:: Extracted data
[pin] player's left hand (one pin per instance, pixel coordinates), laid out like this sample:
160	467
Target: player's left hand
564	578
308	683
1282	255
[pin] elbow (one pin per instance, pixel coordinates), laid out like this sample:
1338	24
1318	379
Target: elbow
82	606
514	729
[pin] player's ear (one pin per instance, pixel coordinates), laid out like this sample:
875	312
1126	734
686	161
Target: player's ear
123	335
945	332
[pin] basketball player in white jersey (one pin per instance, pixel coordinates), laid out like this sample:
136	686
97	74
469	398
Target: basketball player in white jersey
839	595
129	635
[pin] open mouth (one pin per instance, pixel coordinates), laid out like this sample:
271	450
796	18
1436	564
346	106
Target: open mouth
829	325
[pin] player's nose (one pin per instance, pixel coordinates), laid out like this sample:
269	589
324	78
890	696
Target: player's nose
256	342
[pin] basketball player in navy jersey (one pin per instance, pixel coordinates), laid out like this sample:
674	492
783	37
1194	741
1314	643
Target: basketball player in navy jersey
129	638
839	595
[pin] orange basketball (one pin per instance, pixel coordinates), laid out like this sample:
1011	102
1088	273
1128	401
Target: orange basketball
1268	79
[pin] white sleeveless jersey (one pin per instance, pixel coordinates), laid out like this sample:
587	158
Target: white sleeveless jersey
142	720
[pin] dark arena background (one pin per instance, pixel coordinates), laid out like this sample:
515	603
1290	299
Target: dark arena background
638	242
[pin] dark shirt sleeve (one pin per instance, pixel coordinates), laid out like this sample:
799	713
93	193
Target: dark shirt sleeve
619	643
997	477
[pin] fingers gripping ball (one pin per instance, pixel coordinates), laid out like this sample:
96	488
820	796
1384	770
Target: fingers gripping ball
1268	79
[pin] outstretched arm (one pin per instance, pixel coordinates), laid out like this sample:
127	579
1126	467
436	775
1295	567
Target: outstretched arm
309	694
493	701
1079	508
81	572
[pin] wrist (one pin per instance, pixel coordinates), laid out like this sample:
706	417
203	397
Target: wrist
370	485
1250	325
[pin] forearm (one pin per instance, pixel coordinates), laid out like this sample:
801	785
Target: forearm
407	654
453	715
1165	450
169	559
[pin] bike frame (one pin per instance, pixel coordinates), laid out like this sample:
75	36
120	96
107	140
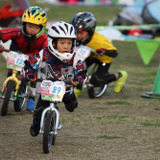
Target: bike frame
13	77
52	108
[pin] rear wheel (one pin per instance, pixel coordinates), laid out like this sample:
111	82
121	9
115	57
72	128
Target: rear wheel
49	137
21	98
8	94
97	92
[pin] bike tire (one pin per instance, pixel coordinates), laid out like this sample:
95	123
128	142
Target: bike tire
48	137
19	103
8	93
97	92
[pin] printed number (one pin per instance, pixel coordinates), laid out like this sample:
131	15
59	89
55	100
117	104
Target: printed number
19	61
82	52
56	89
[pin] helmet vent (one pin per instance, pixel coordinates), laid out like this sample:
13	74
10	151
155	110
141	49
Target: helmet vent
62	29
55	29
71	30
28	13
66	26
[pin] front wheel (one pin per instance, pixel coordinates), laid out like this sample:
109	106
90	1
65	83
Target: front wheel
49	137
8	94
21	97
97	92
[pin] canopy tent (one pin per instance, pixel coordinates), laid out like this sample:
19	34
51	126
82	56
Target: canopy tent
9	13
143	12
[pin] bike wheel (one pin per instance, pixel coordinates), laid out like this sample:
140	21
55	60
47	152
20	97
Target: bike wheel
21	97
8	93
97	92
48	137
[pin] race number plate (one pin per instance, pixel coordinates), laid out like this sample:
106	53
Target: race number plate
82	52
52	90
16	61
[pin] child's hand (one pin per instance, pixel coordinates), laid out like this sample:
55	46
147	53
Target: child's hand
1	48
100	52
75	83
32	77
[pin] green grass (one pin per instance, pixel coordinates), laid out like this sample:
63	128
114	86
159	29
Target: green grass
65	13
120	126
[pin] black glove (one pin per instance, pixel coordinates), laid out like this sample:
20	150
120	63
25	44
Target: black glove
31	76
101	51
1	48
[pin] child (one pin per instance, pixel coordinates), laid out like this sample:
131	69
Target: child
60	56
85	23
29	39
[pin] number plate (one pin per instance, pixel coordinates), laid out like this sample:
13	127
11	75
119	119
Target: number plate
83	52
52	90
16	61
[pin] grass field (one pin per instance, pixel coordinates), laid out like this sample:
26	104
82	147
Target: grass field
120	126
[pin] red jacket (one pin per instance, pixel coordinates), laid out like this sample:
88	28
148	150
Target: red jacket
21	45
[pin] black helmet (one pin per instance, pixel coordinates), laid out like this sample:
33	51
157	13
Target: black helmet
84	21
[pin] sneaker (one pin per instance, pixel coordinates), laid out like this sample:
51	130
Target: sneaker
30	105
120	83
34	130
59	126
78	92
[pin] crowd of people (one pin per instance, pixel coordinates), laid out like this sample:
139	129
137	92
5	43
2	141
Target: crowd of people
57	49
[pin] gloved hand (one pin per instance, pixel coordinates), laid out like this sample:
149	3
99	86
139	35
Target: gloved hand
101	51
1	48
31	76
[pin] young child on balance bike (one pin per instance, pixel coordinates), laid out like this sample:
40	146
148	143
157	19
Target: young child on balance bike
85	24
60	56
29	39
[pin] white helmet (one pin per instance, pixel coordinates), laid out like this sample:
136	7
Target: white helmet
61	30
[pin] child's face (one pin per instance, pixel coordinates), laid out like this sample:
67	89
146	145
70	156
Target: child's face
64	45
32	29
82	35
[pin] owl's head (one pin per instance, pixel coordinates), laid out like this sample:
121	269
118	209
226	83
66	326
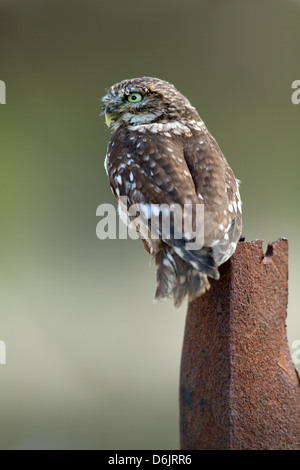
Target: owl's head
145	100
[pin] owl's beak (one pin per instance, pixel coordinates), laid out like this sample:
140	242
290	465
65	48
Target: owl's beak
108	118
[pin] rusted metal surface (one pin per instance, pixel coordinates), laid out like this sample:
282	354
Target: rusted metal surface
238	387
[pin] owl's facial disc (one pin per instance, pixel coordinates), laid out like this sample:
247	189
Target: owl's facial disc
130	106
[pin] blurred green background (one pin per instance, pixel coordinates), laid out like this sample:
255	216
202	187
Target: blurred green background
92	362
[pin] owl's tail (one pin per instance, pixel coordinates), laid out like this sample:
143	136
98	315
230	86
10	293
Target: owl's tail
178	278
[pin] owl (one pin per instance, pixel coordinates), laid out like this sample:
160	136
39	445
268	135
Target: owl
160	157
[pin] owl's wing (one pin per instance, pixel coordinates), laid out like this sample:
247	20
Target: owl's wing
216	186
150	169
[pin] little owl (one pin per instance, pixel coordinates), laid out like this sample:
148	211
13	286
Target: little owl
162	156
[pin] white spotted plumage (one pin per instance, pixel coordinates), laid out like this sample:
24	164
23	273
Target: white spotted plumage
162	153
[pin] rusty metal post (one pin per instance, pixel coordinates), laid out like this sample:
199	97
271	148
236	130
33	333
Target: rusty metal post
238	386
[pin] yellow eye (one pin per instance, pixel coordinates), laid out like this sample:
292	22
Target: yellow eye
134	97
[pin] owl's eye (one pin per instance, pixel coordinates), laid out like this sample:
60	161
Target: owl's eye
134	97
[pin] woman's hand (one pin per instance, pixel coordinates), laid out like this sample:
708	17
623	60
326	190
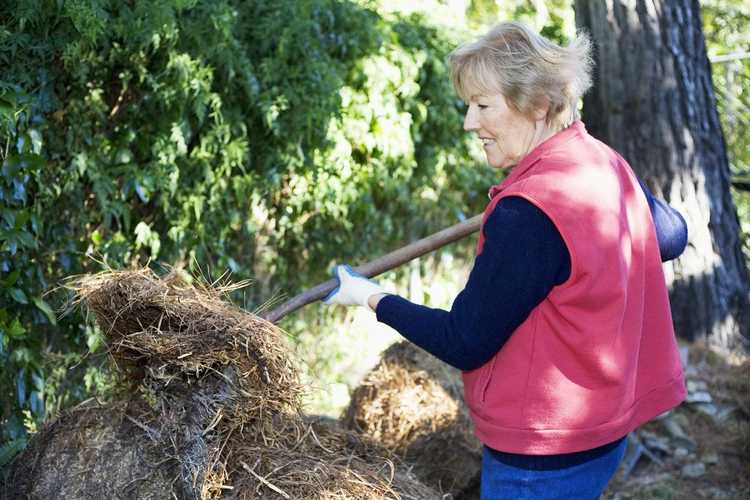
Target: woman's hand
354	290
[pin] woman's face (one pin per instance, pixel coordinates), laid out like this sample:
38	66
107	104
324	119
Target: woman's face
507	135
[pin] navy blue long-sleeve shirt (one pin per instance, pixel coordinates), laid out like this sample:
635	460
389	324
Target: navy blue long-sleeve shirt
523	258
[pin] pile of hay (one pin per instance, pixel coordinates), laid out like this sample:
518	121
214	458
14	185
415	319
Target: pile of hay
412	404
215	410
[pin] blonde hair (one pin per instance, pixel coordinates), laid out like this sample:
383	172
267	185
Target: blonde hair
526	68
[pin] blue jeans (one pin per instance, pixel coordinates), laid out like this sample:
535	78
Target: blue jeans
577	479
::::
*Your goal*.
Arrange every line of the items above as a JSON list of strings, one string per line and no blank lines. Leave the pictures out.

*Reply*.
[
  "[pin] player's left hand (one pin per instance, pixel coordinates), laid out like this sample:",
  "160\t467",
  "Target: player's left hand",
  "564\t578",
  "308\t683",
  "1282\t255",
  "[pin] elbow (one pin per instance, pixel coordinates), laid out like this sample:",
  "1338\t24",
  "1318\t379",
  "Target: elbow",
  "82\t606",
  "514\t729",
  "[pin] player's ear (one pin per instance, pixel coordinates), laid out like this sample:",
  "875\t312",
  "1126\t734",
  "686\t161",
  "Target: player's ear",
  "123\t335",
  "945\t332",
  "[pin] basketball player in white jersey (one pin per instance, pixel coordinates), laid out like this sample:",
  "136\t686",
  "97\t74",
  "469\t398",
  "Target: basketball player in white jersey",
  "839\t595",
  "129\t635",
  "[pin] open mouth (one pin per instance, pixel coordinates), laid out like this sample:",
  "271\t450",
  "796\t18",
  "1436\t564",
  "346\t106",
  "Target: open mouth",
  "829\t325",
  "[pin] player's nose (one pin per instance, pixel coordinates), laid out like this sample:",
  "269\t589",
  "324\t78",
  "890\t696",
  "Target: player's nose",
  "256\t342",
  "[pin] basketball player in navy jersey (one pin per instance, pixel coordinates), laid out like this sample:",
  "674\t492",
  "783\t37",
  "1194\t741",
  "1314\t643",
  "Target: basketball player in navy jersey",
  "129\t638",
  "839\t595",
  "[pin] orange basketball (one pin per instance, pixel coordinates), laid out like this sample:",
  "1011\t102",
  "1088\t273",
  "1128\t401",
  "Target: orange basketball",
  "1268\t79",
  "[pin] white sleeveless jersey (one pin per instance, pixel coordinates), laid out like this sample:",
  "587\t158",
  "Target: white sleeveless jersey",
  "142\t720",
  "[pin] dark arena background (one pin per instance, pixel coordinates), laid out like this sample:",
  "515\t603",
  "1290\t299",
  "Target: dark arena background",
  "638\t242",
  "[pin] dark shirt sleeve (one pin per instance, pixel coordinates), laid out like this sample:",
  "799\t713",
  "93\t193",
  "Target: dark shirt sleeve",
  "619\t643",
  "997\t477",
  "[pin] fingers gripping ball (one pin per instance, pixel coordinates), laid out like this sample:",
  "96\t488",
  "820\t796",
  "1384\t770",
  "Target: fingers gripping ball",
  "1268\t79",
  "[pin] outstretched arm (one pin per instance, pixel coordinates), laid out like this sample:",
  "127\t579",
  "1126\t467",
  "436\t775",
  "1295\t567",
  "Target: outstretched arm",
  "309\t694",
  "493\t701",
  "1079\t508",
  "81\t572",
  "[pin] wrist (one pin per instance, pixel coordinates), laid out like this sample:",
  "706\t417",
  "203\t397",
  "Target: wrist",
  "370\t485",
  "1250\t325",
  "[pin] forearm (one pin per instance, pixel coordinates), laid out like this sample:",
  "801\t785",
  "Target: forearm",
  "407\t654",
  "453\t715",
  "1165\t450",
  "169\t559",
  "[pin] bike frame (one pin per instance, pixel coordinates), laid out like this sample:",
  "75\t36",
  "120\t96",
  "107\t140",
  "Target: bike frame",
  "13\t77",
  "52\t108",
  "[pin] rear wheel (one pin per instance, pixel coordinates), laid out like this sample:",
  "111\t82",
  "121\t9",
  "115\t57",
  "72\t128",
  "Target: rear wheel",
  "49\t137",
  "21\t98",
  "8\t94",
  "97\t92",
  "[pin] bike tire (one pin per instance, pixel coordinates), laid out like this sample:",
  "95\t123",
  "128\t142",
  "Target: bike tire",
  "48\t137",
  "19\t103",
  "8\t93",
  "97\t92",
  "[pin] printed number (one pin per instance, pixel coordinates), laid out like this sample:",
  "131\t15",
  "59\t89",
  "55\t100",
  "117\t104",
  "Target: printed number",
  "19\t61",
  "82\t52",
  "56\t89",
  "[pin] helmet vent (one pin per instance, pixel coordinates), laid out like this sample:",
  "13\t74",
  "10\t151",
  "155\t110",
  "141\t49",
  "Target: helmet vent",
  "62\t29",
  "55\t29",
  "71\t30",
  "28\t13",
  "66\t26",
  "[pin] front wheel (one pin per instance, pixel coordinates), laid out like this sample:",
  "109\t106",
  "90\t1",
  "65\t83",
  "Target: front wheel",
  "49\t137",
  "8\t94",
  "21\t97",
  "97\t92",
  "[pin] canopy tent (one pin per instance, pixel coordinates), laid out like this sample:",
  "19\t34",
  "51\t126",
  "82\t56",
  "Target: canopy tent",
  "9\t13",
  "143\t12",
  "[pin] bike wheel (one pin per instance, pixel coordinates), laid out like this sample:",
  "140\t21",
  "55\t60",
  "47\t152",
  "20\t97",
  "Target: bike wheel",
  "21\t97",
  "8\t93",
  "97\t92",
  "48\t137",
  "[pin] race number plate (one pin per instance, pixel coordinates), laid out like this sample:",
  "106\t53",
  "Target: race number plate",
  "82\t52",
  "52\t90",
  "16\t61",
  "[pin] child's hand (one pin per instance, pixel coordinates), laid out like this sample:",
  "55\t46",
  "147\t53",
  "Target: child's hand",
  "1\t48",
  "100\t52",
  "75\t83",
  "32\t77",
  "[pin] green grass (one pin per instance, pixel coordinates), laid out like this sample:",
  "63\t128",
  "114\t86",
  "159\t29",
  "Target: green grass",
  "65\t13",
  "120\t126",
  "[pin] black glove (one pin per instance, pixel coordinates), laid out like this sample:",
  "20\t150",
  "120\t63",
  "25\t44",
  "Target: black glove",
  "31\t76",
  "101\t51",
  "1\t48",
  "[pin] child (one pin per instance, pixel coordinates), laid out like this sample:",
  "131\t69",
  "Target: child",
  "60\t56",
  "85\t23",
  "29\t39",
  "[pin] number plate (one pin per instance, pixel coordinates), laid out like this sample:",
  "13\t127",
  "11\t75",
  "119\t119",
  "Target: number plate",
  "83\t52",
  "52\t90",
  "16\t61",
  "[pin] grass field (one pin per instance, pixel coordinates), laid out like this sample:",
  "26\t104",
  "82\t147",
  "Target: grass field",
  "120\t126",
  "[pin] red jacket (one pin per instance, pixel coordinates), laid out like this sample:",
  "88\t28",
  "148\t150",
  "Target: red jacket",
  "21\t45",
  "[pin] black helmet (one pin per instance, pixel coordinates), laid out like this sample:",
  "33\t51",
  "157\t13",
  "Target: black helmet",
  "84\t21",
  "[pin] sneaker (one pin per instance, pixel coordinates), laid out like this sample:",
  "51\t130",
  "Target: sneaker",
  "30\t105",
  "120\t83",
  "34\t130",
  "59\t126",
  "78\t92",
  "[pin] crowd of people (one pin per instance, pixel coordinates), laid out like this sample:",
  "139\t129",
  "137\t92",
  "5\t43",
  "2\t141",
  "Target: crowd of people",
  "57\t49",
  "[pin] gloved hand (one pin per instance, pixel coordinates), laid out like this sample:",
  "149\t3",
  "99\t86",
  "139\t35",
  "Target: gloved hand",
  "101\t51",
  "1\t48",
  "31\t76",
  "[pin] young child on balance bike (one pin per instance, pixel coordinates), laid out like this sample:",
  "40\t146",
  "148\t143",
  "157\t19",
  "Target: young child on balance bike",
  "85\t24",
  "60\t56",
  "29\t39",
  "[pin] white helmet (one pin per instance, pixel coordinates), laid out like this sample:",
  "136\t7",
  "Target: white helmet",
  "61\t30",
  "[pin] child's face (one pin per instance, pixel coordinates), laid out like this sample:",
  "67\t89",
  "146\t145",
  "70\t156",
  "Target: child's face",
  "64\t45",
  "32\t29",
  "82\t35",
  "[pin] owl's head (one pin per instance, pixel coordinates), laid out like this sample:",
  "121\t269",
  "118\t209",
  "226\t83",
  "66\t326",
  "Target: owl's head",
  "145\t100",
  "[pin] owl's beak (one pin per instance, pixel coordinates), laid out like this sample:",
  "140\t242",
  "290\t465",
  "65\t48",
  "Target: owl's beak",
  "108\t118",
  "[pin] rusted metal surface (one pin per instance, pixel coordinates), laid out like this sample:",
  "282\t354",
  "Target: rusted metal surface",
  "238\t387",
  "[pin] owl's facial disc (one pin per instance, pixel coordinates), laid out like this sample:",
  "247\t189",
  "Target: owl's facial disc",
  "130\t106",
  "[pin] blurred green background (one pin per instance, pixel coordinates), laid out like this sample:",
  "255\t216",
  "202\t187",
  "Target: blurred green background",
  "92\t362",
  "[pin] owl's tail (one pin per instance, pixel coordinates), laid out like this sample:",
  "143\t136",
  "98\t315",
  "230\t86",
  "10\t293",
  "Target: owl's tail",
  "178\t278",
  "[pin] owl (one pin per instance, pixel coordinates), laid out like this sample:",
  "160\t136",
  "39\t445",
  "268\t135",
  "Target: owl",
  "160\t157",
  "[pin] owl's wing (one pin per instance, pixel coordinates), laid out like this sample:",
  "247\t20",
  "Target: owl's wing",
  "216\t186",
  "150\t169",
  "[pin] little owl (one pin per instance, pixel coordinates), laid out like this sample:",
  "148\t211",
  "13\t286",
  "Target: little owl",
  "162\t156",
  "[pin] white spotted plumage (one pin per instance, pixel coordinates), laid out like this sample:",
  "24\t164",
  "23\t273",
  "Target: white spotted plumage",
  "162\t153",
  "[pin] rusty metal post (one pin per instance, pixel coordinates), laid out like this sample:",
  "199\t97",
  "271\t148",
  "236\t130",
  "33\t333",
  "Target: rusty metal post",
  "238\t386",
  "[pin] yellow eye (one pin per instance, pixel coordinates), laid out like this sample:",
  "292\t22",
  "Target: yellow eye",
  "134\t97",
  "[pin] owl's eye (one pin per instance, pixel coordinates), laid out like this sample:",
  "60\t161",
  "Target: owl's eye",
  "134\t97",
  "[pin] woman's hand (one pin per instance, pixel coordinates), laid out like this sample:",
  "708\t17",
  "623\t60",
  "326\t190",
  "Target: woman's hand",
  "354\t290",
  "[pin] woman's face (one pin per instance, pixel coordinates), laid out like this sample:",
  "38\t66",
  "107\t104",
  "324\t119",
  "Target: woman's face",
  "507\t135",
  "[pin] navy blue long-sleeve shirt (one pin per instance, pixel coordinates), laid out like this sample:",
  "635\t460",
  "389\t324",
  "Target: navy blue long-sleeve shirt",
  "523\t258",
  "[pin] pile of hay (one pin per instance, pixel coordinates), laid out like this sample:",
  "518\t121",
  "214\t458",
  "14\t185",
  "415\t319",
  "Target: pile of hay",
  "412\t404",
  "215\t410",
  "[pin] blonde hair (one pin per instance, pixel coordinates), laid out like this sample:",
  "383\t172",
  "267\t185",
  "Target: blonde hair",
  "526\t68",
  "[pin] blue jeans (one pin per instance, pixel coordinates), laid out like this sample:",
  "535\t78",
  "Target: blue jeans",
  "577\t479"
]